Natural language region descriptions:

[Start of section]

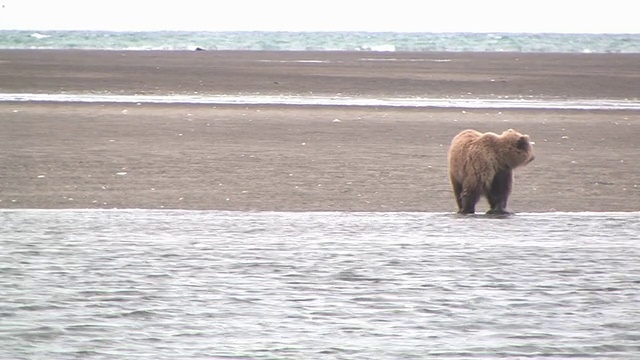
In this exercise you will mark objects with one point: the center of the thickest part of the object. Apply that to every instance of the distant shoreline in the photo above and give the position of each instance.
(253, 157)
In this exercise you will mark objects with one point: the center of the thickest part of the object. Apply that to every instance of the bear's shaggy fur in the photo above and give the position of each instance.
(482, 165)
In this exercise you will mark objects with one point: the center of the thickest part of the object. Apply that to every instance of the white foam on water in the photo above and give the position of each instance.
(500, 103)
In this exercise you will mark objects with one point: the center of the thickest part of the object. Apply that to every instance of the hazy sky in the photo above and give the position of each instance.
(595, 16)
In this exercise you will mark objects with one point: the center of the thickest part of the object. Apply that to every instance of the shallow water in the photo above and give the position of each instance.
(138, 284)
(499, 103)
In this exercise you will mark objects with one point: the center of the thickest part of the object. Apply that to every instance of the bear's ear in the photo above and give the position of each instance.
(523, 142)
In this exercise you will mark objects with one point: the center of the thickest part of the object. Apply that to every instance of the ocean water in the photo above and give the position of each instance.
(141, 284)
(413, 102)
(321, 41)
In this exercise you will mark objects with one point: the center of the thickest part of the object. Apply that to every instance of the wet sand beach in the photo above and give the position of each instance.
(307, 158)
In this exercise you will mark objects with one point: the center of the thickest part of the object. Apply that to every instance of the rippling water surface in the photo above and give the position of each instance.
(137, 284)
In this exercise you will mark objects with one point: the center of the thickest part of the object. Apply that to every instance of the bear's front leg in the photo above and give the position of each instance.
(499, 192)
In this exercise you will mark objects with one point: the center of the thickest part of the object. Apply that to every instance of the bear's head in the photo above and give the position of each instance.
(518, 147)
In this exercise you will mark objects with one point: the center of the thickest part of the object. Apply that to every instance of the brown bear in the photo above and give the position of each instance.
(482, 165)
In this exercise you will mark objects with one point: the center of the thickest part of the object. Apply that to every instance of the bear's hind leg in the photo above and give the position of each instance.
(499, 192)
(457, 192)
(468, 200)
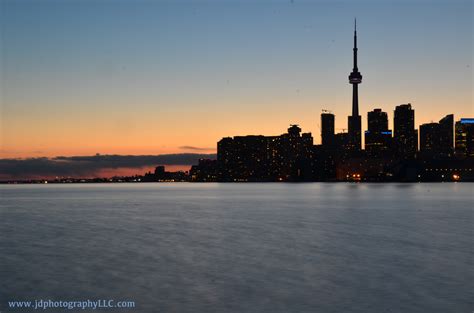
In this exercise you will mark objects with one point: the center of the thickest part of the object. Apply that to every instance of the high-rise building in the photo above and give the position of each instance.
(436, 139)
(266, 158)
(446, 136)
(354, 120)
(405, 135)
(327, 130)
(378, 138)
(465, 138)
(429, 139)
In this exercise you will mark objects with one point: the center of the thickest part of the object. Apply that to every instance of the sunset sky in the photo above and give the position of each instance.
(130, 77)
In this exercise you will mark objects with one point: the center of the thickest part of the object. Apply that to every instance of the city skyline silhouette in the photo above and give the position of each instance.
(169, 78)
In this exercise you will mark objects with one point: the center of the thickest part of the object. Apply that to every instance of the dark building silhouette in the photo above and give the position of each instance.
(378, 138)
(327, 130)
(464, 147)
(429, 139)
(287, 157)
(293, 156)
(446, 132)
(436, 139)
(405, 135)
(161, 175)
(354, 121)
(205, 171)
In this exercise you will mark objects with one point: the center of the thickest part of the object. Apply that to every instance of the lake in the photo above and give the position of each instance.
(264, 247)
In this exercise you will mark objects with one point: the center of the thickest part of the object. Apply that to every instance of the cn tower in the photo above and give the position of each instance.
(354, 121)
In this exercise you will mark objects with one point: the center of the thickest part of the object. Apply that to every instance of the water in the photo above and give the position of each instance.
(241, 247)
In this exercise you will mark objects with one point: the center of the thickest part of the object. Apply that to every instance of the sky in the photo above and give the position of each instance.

[End of section]

■ What is required
Give back all of the entries verbatim, but without pictures.

■ Task output
In this exercise you will mark objects with one point: the center of the thickest part of the object. Apply that to every instance of the distant shoreline in the photo above and give the position of each instance.
(253, 157)
In this exercise you will mark objects with one point: the center of the thickest part of the object. Apply that to every instance of the bear's shaggy fur in the photo above and give the position of each instance.
(482, 165)
In this exercise you will mark objects with one point: the center of the thickest part of the object. Apply that to every instance of the white foam on water in the photo above and give the position of each instance.
(500, 103)
In this exercise you will mark objects with one point: the center of the thickest part of the object. Apply that to every instance of the hazy sky in the photo above and give the position of each instance.
(595, 16)
In this exercise you will mark objects with one point: the center of the thickest part of the object. Apply that to every instance of the shallow water in the photo above and give the position of each instance.
(138, 284)
(499, 103)
In this exercise you will mark objects with one point: the center of the thickest part of the object. Apply that to every instance of the bear's ear in the photo above and give the position of each instance.
(523, 142)
In this exercise you will mark objects with one point: the center of the thickest part of the object. Apply that to every instance of the ocean water in the photo above and give the position of each instance.
(141, 284)
(413, 102)
(321, 41)
In this exercise you will mark objects with one point: the center of the thickest part of the object. Apply that to every instance of the wet sand beach in the photo above and give the position of each instance.
(307, 158)
In this exercise you will mark objects with one point: the center of the thickest part of the object. Apply that to every instance of the rippling water surface in the photo above and give the position of each instance.
(137, 284)
In this exercise you will mark objects with one point: the center of the thickest part of the object. Apply that to every instance of the bear's front leg in the photo above and give the position of each instance.
(499, 192)
In this exercise you will mark objects with one point: the center of the thickest part of the object. Apply that to every instance of the bear's head in the photo above and give the position of each instance.
(518, 147)
In this exercise you will mark objects with one point: the center of the thickest part of the object. Apply that to every instance of the brown bear in the photo above and give the position of each instance.
(482, 165)
In this exercise you will mark objects with one point: the center of the thickest part of the object. Apply that to every instance of the bear's hind leg in the photo above and give the position of each instance.
(499, 192)
(457, 192)
(468, 200)
In this exercise you will mark objects with one point: the center of the thickest part of the object. Apply that to every instance of the high-rise building in the photo above and give the position of each instance.
(436, 139)
(266, 158)
(446, 136)
(354, 120)
(405, 135)
(327, 130)
(378, 138)
(465, 138)
(429, 139)
In this exercise you will mark objects with one point: the center of the thickest part of the object. Apply that to every instance of the sunset sky in the photo above and give the position of each instance.
(130, 77)
In this exercise you will mark objects with one point: the center of the thickest part of the object. Apply that to every instance of the city skyline silhouette in the photo above and give the position of each instance.
(169, 78)
In this exercise you will mark objects with one point: the center of the thickest part of the object. Apply that to every instance of the dark building silhouette in the photo above and give the position of each instance.
(378, 138)
(327, 130)
(464, 147)
(429, 139)
(287, 157)
(293, 156)
(446, 132)
(436, 139)
(405, 135)
(161, 175)
(354, 121)
(205, 171)
In this exercise you will mark objects with one point: the center of the thickest part of the object. Apply that to every instance of the lake in the photo above and give the position of each instance.
(264, 247)
In this exercise you will mark objects with one point: the center of the thickest part of the object. Apply that to every instance of the cn tower in the photo above and give the position of each instance.
(354, 121)
In this exercise you will mark objects with one point: the center of the thickest part of the object. Apply that to every instance of the water in the photo above and give the position of each instance.
(241, 247)
In this exercise you will mark objects with one point: the center of the thickest part of the object. Apply that to every instance of the sky in the photo above and give the position of each instance.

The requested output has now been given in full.